Fadnavis big on development, infra; detractors say little proof on ground

india Updated: Oct 08, 2019 23:03 IST
Ketaki Ghoge
Ketaki Ghoge
Hindustantimes
         

Mumbai

In April 2013, a year ahead of the Lok Sabha polls, the Bharatiya Janata Party (BJP) named Devendra Fadnavis, 43, a three-term legislator from Nagpur, the chief of the party’s Maharashtra unit. He was a compromise candidate; the family and supporters of the late Gopinath Munde and the camp of former BJP president (he had resigned earlier that year from the post) Nitin Gadkari were jockeying for control and Fadnavis was acceptable to both.

At the time, no one thought that a year-and-half later, he would be picked as chief minister of India’s richest state, which also sends the most number of representatives to the Lok Sabha (48) after Uttar Pradesh.

Five years on, as the BJP seeks a second term in power in the state which goes to polls on October 21, there is no doubt on who will lead the state if the BJP-Shiv Sena coalition wins power. Fadnavis, now 49, has not only cemented his position as the chief minister in the past five years but also emerged the tallest leader in Maharashtra, putting in the shade even party veteran and another RSS favourite from Nagpur, Nitin Gadkari. By engineering mass defections from the opposition he has also dented their morale just ahead of the polls

That’s quite an achievement for someone whose only administrative experience before he became CM was being mayor of Nagpur. Fadnavis did not respond to a request for an interview for this article.
━━━
**EXERCISE TASKS:**
[1] Decide whether each statement below agrees with the article on Fadnavis, answering yes or no and quoting the words of the article that settle it. (a) The BJP named Fadnavis chief of its Maharashtra unit in April 2013. (b) Maharashtra sends more representatives to the Lok Sabha than any other state. (c) Fadnavis agreed to an interview for the article.
[2] Using the article on Fadnavis, answer these questions:
(a) On what date does Maharashtra go to the polls?
(b) Before becoming chief minister, what was Fadnavis's only administrative experience?
(c) How many terms had Fadnavis served as a legislator when the BJP named him head of its Maharashtra unit?

**DATA EXTRACT:**
━━━
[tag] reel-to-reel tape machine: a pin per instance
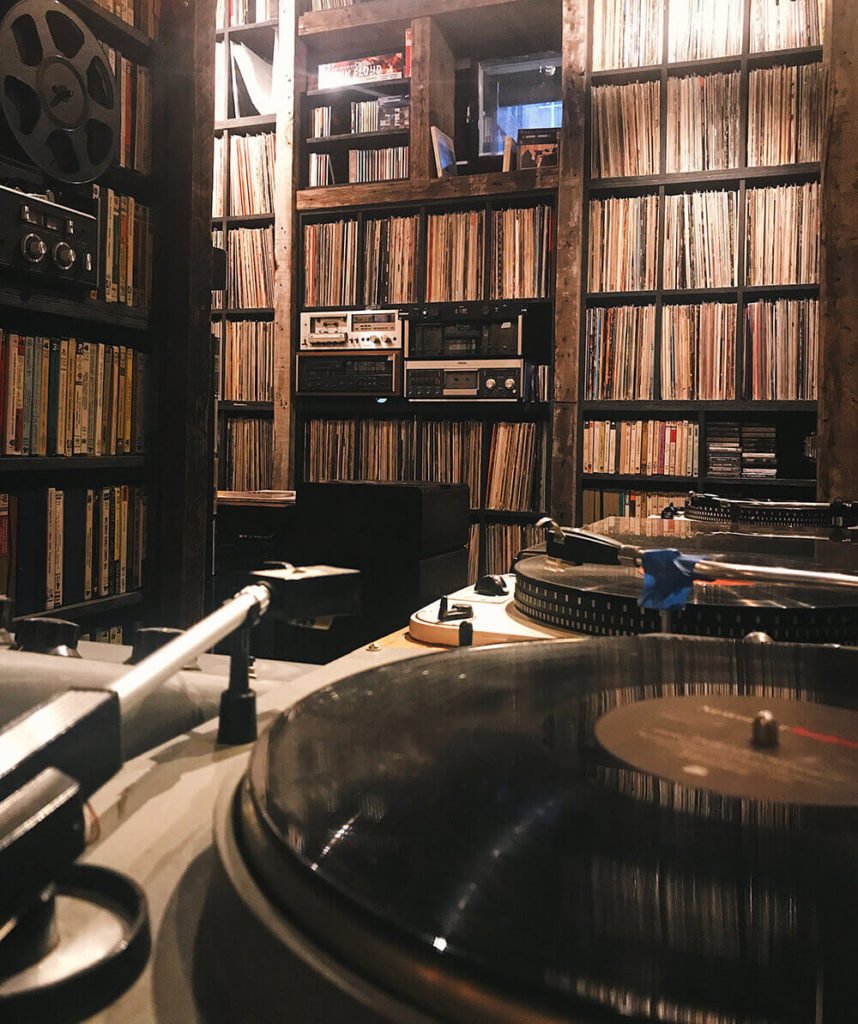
━━━
**SOLUTION LIST:**
[1]
(a) Yes: "In April 2013, a year ahead of the Lok Sabha polls, the Bharatiya Janata Party (BJP) named Devendra Fadnavis, 43, a three-term legislator from Nagpur, the chief of the party’s Maharashtra unit."
(b) No: "which also sends the most number of representatives to the Lok Sabha (48) after Uttar Pradesh."
(c) No: "Fadnavis did not respond to a request for an interview for this article."

[2]
(a) October 21.
(b) Being mayor of Nagpur.
(c) Three.